** Start **

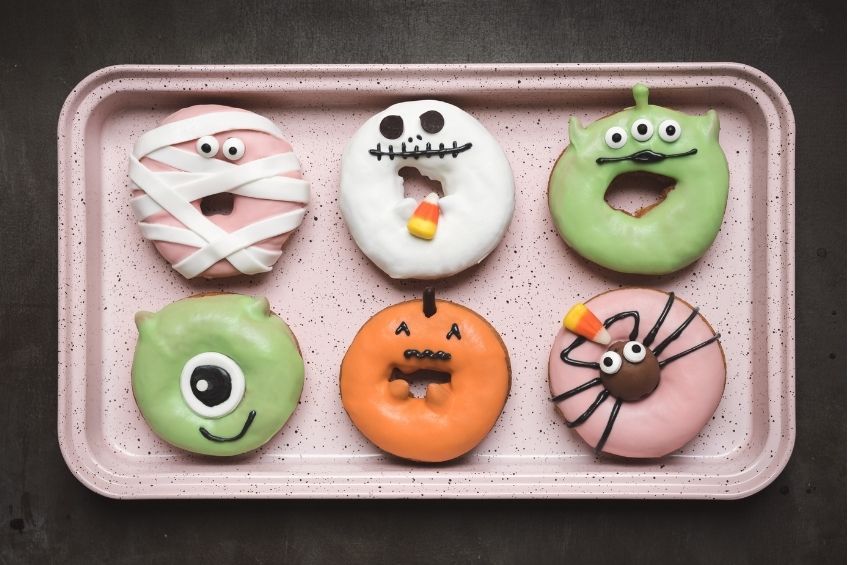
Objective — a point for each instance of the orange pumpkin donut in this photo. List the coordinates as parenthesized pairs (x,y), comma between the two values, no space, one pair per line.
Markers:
(436,338)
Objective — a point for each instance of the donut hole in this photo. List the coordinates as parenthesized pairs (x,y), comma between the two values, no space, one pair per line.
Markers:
(416,185)
(419,380)
(215,204)
(636,193)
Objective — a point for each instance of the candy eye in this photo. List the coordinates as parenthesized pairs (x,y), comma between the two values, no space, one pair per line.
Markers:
(207,146)
(670,131)
(212,384)
(610,362)
(634,351)
(432,121)
(234,149)
(391,127)
(642,130)
(616,137)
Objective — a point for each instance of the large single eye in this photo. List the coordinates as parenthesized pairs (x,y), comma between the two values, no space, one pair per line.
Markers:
(391,127)
(207,146)
(634,351)
(234,149)
(212,384)
(432,121)
(670,131)
(642,130)
(610,362)
(616,137)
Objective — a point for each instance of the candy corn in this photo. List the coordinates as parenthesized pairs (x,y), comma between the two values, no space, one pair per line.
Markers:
(582,322)
(424,220)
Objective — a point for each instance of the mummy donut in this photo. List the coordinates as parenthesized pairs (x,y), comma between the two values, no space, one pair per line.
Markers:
(455,349)
(218,191)
(436,237)
(642,383)
(216,374)
(680,150)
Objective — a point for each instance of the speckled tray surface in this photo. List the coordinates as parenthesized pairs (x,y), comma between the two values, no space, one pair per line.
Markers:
(325,288)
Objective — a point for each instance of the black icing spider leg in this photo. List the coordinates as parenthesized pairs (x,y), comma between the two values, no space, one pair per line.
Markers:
(605,436)
(677,356)
(589,411)
(649,339)
(576,390)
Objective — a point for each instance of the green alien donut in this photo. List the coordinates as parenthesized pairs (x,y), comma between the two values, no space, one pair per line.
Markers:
(647,139)
(217,374)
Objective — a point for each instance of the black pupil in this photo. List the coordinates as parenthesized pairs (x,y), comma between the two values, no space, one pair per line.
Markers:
(432,121)
(211,384)
(391,127)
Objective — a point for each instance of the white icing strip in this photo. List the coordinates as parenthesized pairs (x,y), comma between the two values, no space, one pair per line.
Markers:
(198,126)
(243,238)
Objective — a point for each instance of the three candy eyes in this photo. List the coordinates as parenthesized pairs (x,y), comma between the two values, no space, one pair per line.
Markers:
(454,331)
(391,127)
(207,146)
(610,362)
(212,384)
(642,130)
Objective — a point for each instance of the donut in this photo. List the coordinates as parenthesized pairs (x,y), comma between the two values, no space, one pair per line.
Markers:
(217,190)
(461,354)
(436,237)
(216,374)
(679,149)
(642,383)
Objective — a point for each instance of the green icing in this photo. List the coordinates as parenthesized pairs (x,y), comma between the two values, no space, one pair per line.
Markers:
(244,329)
(666,238)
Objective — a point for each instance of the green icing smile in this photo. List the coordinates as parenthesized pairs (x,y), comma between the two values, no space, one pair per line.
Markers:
(651,139)
(216,374)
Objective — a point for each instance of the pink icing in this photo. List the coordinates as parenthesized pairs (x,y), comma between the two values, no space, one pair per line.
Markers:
(245,210)
(688,394)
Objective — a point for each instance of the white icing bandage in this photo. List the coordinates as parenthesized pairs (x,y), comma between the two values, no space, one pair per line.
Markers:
(195,177)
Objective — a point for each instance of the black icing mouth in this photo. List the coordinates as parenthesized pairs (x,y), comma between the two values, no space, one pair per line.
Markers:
(212,437)
(645,156)
(427,354)
(417,152)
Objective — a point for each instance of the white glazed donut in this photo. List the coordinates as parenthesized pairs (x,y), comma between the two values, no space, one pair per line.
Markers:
(447,145)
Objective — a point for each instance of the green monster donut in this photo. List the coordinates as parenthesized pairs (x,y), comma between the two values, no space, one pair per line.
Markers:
(644,138)
(216,374)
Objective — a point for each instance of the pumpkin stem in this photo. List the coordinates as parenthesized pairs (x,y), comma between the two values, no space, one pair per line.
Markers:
(429,301)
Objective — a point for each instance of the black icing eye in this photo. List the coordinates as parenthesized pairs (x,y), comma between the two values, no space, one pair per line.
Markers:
(432,121)
(211,384)
(391,127)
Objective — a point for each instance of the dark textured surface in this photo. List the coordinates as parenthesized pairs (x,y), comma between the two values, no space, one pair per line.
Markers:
(49,517)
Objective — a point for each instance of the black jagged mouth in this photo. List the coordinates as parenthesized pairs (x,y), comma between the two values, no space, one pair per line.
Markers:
(645,156)
(212,437)
(417,153)
(427,354)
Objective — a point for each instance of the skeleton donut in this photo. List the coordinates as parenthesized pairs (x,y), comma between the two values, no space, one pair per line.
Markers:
(461,355)
(436,237)
(642,383)
(218,191)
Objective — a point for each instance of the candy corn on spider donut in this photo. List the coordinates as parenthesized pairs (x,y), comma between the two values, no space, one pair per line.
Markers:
(436,237)
(646,139)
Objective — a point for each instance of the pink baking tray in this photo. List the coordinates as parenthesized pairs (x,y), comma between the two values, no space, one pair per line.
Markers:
(325,288)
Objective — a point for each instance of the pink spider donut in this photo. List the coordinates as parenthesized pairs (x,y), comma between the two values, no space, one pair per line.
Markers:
(218,191)
(643,382)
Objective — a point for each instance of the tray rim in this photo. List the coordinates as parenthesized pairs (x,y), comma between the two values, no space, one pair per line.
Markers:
(95,476)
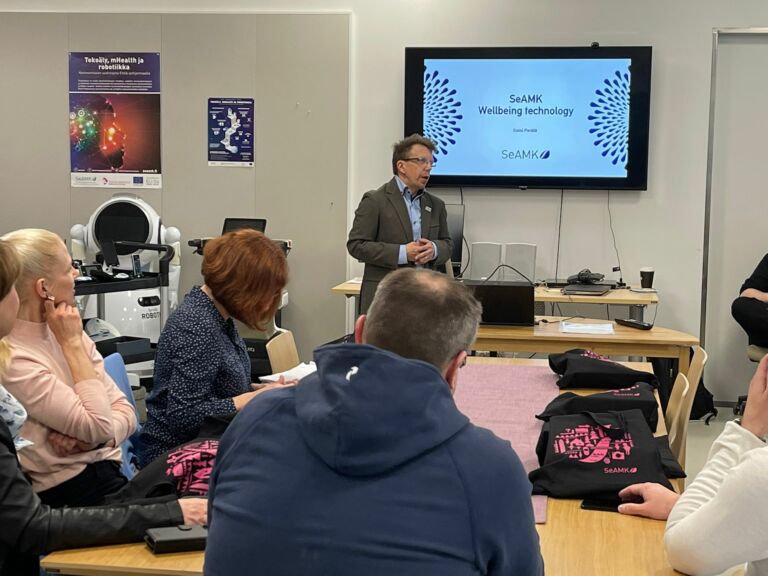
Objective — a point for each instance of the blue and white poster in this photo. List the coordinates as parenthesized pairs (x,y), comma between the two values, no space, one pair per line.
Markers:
(230,132)
(537,117)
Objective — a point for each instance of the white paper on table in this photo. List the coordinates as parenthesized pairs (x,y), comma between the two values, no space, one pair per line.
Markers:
(581,328)
(296,373)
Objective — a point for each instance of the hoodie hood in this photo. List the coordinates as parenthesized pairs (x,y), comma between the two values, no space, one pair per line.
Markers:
(366,410)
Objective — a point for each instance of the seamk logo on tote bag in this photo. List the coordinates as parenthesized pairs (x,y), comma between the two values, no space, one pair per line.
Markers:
(588,443)
(596,454)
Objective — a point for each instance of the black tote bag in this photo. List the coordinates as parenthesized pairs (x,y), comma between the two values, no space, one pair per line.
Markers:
(596,455)
(640,396)
(583,369)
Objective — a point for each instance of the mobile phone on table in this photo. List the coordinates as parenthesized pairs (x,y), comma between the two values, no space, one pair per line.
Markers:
(136,262)
(606,504)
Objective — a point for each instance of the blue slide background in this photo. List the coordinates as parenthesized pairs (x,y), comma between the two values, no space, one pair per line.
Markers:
(560,146)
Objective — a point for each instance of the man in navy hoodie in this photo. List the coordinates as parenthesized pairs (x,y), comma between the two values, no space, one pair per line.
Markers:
(367,467)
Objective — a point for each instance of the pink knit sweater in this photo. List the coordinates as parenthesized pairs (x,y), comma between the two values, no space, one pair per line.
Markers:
(93,411)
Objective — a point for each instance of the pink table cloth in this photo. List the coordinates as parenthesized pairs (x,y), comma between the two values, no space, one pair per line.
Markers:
(505,399)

** End **

Please convert every row above into a two-column CSV with the header objective,markers and one line per row. Put each row's text and its coordinates in separate double-quoted fields with line breaks replaced by spaces, and leave out the pictures.

objective,markers
"Objective — a point for each instance of the orange pumpkin donut in this photo. List the coordinates as parenthesized pairs (x,y), comma between the two values, no space, one pair per line. Markers:","(436,338)"
"Objective — a point for each instance of the donut hole in this photo. List the coordinates as parenthesized pairs (x,y), comma between the two values, no space, one pair per line. Markers:","(416,185) (419,380) (215,204) (636,193)"
"Objective — a point for each instance of the candy eye in this photo. List the coordinates as parenthesized pairs (x,y), comma between the two values, no space, one pair per line. Markers:","(207,146) (670,131) (212,384) (610,362) (634,351) (432,121) (234,149) (391,127) (642,130) (616,137)"
"Objective — a point for each instance of the large single eye in this photo. List the coordinates as parenthesized pairs (x,y), comma between the two values, no space, one pair per line. Markers:","(391,127) (207,146) (634,351) (234,149) (212,384) (432,121) (670,131) (642,130) (610,362) (616,137)"
"Objective — a point for each instance of the candy corn in this photo. List the coordinates as parenthesized pairs (x,y), comma between the two values, no space, one pair per line. Markers:","(582,322) (424,220)"
"Objective — a point for each instance of the mummy donut in this photo. List the coordinates as parenthesized pairs (x,y), comma between the two values, no space, one pair per line. Markers:","(455,349) (218,191) (436,237) (642,383) (216,374) (680,150)"
"Objective — a point for each instance of the speckled tray surface in this photo. List the coordinates as parenthesized pairs (x,y), comma between the two values, no space, one pair per line. Markers:","(325,288)"
"Objective — a point for each instance of the black icing spider leg in this photo. List the coordinates as parenthesized pairs (x,y), comma between the two values, no space, one pair per line. Markers:","(605,436) (677,356) (589,411) (649,339) (576,390)"
"Objective — a point for each instance of the green alien donut in this photo. List the coordinates as parenthesized pairs (x,y), comma between the two values, no space, one pair per line. Markers:","(647,139) (217,374)"
"Objective — a point for each instance of the black pupil in this photo. List the coordinates as parenthesized pairs (x,y), comma between the two values, no space, one pair per line. Markers:","(432,121) (211,384) (391,127)"
"Objective — a point for each instance of the white icing strip in this photo. List the coordinates as parenthesized pairs (x,y), comma between the two values, no space, one pair per line. Markers:","(198,126) (243,238)"
"Objective — a point for each instance of the three candy eyes in this photo. List the coordinates as parenthesized pairs (x,y), comma between the two values, no space, one pair per line. Markers:","(454,331) (391,127) (207,146) (610,362) (212,384) (642,130)"
"Objective — a point for each instance of the donut in this photo. List the coordinates as parenthesized pairs (x,y), comma between the two values, no space, one pair per line. Markers:","(217,190) (461,354) (436,237) (216,374) (679,149) (642,383)"
"Objective — a point for each instance of the green icing in this photo. List the coordinates as parenthesized pairs (x,y), comma between the two values, no space, one pair per line. Markers:","(244,329) (666,238)"
"Objective — a point for each instance of the green icing smile in this photo. List the coordinates as parenthesized pairs (x,y), comma between the two values, no space, one pair per line. Markers:","(651,139) (216,374)"
"Objective — a point for each instance of the pink icing in this photo. List the coordinates as parenthesized pairs (x,y), comma between the two values, no space, one pair per line. Markers:","(245,210) (688,394)"
"Objective — a point for each instance of the white icing bandage in this photo. List the coordinates as parenthesized pairs (x,y), comma between the two values, no space, one pair per line. Markers:","(195,177)"
"Objective — a point for each instance of the black icing mouth in this photo. List the coordinates as parenthesized pairs (x,y), comma between the two values, no space, one pair per line. Markers:","(212,437) (645,156) (427,354) (417,152)"
"Objective — a point for each instance of the white glazed donut in this photo. List the coordinates as parenthesized pairs (x,y), comma between the two values, no space, one pair per line. Markers:","(447,145)"
"Objective — a point for each instance of the green monster donut in this photo. List the coordinates as parenthesized pairs (x,y), comma between the two values, no space, one pair per line. Markers:","(644,138) (216,374)"
"Objective — a point for each instance of the pumpkin stem in this photo. List the coordinates as parenthesized pairs (x,y), comma between the two values, no space, one pair per line. Markers:","(429,301)"
"Objective — a point for each instance of the black icing eye in this photo. List the coordinates as parenthesized pairs (x,y), comma between the two values, no space, one pair per line. Markers:","(432,121) (211,384) (391,127)"
"Objective — a point for each instance of the dark textured surface in this photo. List the coordinates as parenthesized pairs (x,y), comma between the two values, no space, one pair per line. Markers:","(49,517)"
"Objective — a point for each instance of the black jagged mouth in this photo. List the coordinates as parenthesized pairs (x,y), comma between the two values, no space, one pair per line. Markers:","(645,156) (212,437) (417,153) (427,354)"
"Objective — a point for each instance of the skeleton donut in this photo. List the coordinates as parenthesized pairs (x,y), comma between the two values, no space, one pair per line. Markers:","(461,355) (436,237) (642,383) (218,191)"
"Objective — a point for each instance of the candy corn on spider donut in this photo. List the coordinates as parenthesized pairs (x,y), comma between the two values, no space, one pair per line. Markers:","(436,237) (646,139)"
"Objective — a point for each instance of the pink baking tray in this photo. List the coordinates as parenthesized pairs (x,y), comma between the two values, no space, one pair per line. Markers:","(325,288)"
"Objective — a point for each instance of the pink spider donut in this photo. List the coordinates as parenthesized pairs (x,y), comma between the two values, no space, one pair per line. Markers:","(218,191) (643,382)"
"Objective — a point for each instance of the tray rim in this photo. List the coordinates as parenthesized pairs (x,y), comma between the two values, no space, one pair per line. Markers:","(95,476)"
"Objective — a point for each instance of the blue and white poster in this photo. List the coordinates as parenthesized pairs (x,y), comma between the two values, no space, one pair per line. Markers:","(230,132) (537,117)"
"Objective — a point for each instance of the white paper on table in this photo. List the coordinates as parenthesized pairs (x,y), comma between the two values, no space, one pair per line. Markers:","(581,328) (296,373)"
"Objective — a point for each instance of the hoodie hood in this photo. List the coordinates as parenthesized pairs (x,y), comma between the two values, no space, one pair per line. Markers:","(366,410)"
"Objective — a point for each instance of the seamk logo on tote bag in this photo. List the coordinates as parenthesized pairs (x,y), comma between the two values, no space, one pair per line. Markers:","(588,443) (596,454)"
"Objective — a point for each instance of the black tote bag in this photo. List the coordinates as parenthesized pairs (x,y), comma between the two values, no space, one pair per line. Markers:","(596,455) (640,396) (583,369)"
"Objective — a point for each instance of the mobile phone on table in this photo. List the coordinates as parenthesized pairs (x,y), comma between the two values, no space, one pair per line. Markers:","(136,262) (606,504)"
"Objective — a point for each instance of the blue slide background in this photo. List the coordinates as parenthesized pairs (x,y), comma between the two values, no space, one pair per line. Markers:","(560,146)"
"Objective — a point for each instance of the man in navy hoodie in this photo. List the coordinates as parenthesized pairs (x,y), comma between the two values, no space, one pair per line. Markers:","(367,467)"
"Objective — a point for each instance of the pink knit sweater in this photo. List the coordinates as parenthesized pairs (x,y), comma between the two values, no space, one pair per line. Markers:","(93,411)"
"Objective — a point for each instance of the pink table cloth in this photo. List the coordinates as parenthesized pairs (x,y), comma between the two values, no space, one pair per line. Markers:","(505,399)"